Work instructions: Set down all of the records exactly.

Record extracts:
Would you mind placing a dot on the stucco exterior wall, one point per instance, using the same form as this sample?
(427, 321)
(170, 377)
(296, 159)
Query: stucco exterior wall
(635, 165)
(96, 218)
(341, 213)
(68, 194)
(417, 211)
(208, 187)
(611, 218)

Answer for the task:
Would you mind placing a dot on the stucco exterior wall, one point per instance, using the same form as this sample?
(427, 321)
(170, 377)
(296, 159)
Query: stucco exterior wall
(635, 165)
(96, 218)
(341, 213)
(68, 194)
(417, 211)
(208, 187)
(611, 218)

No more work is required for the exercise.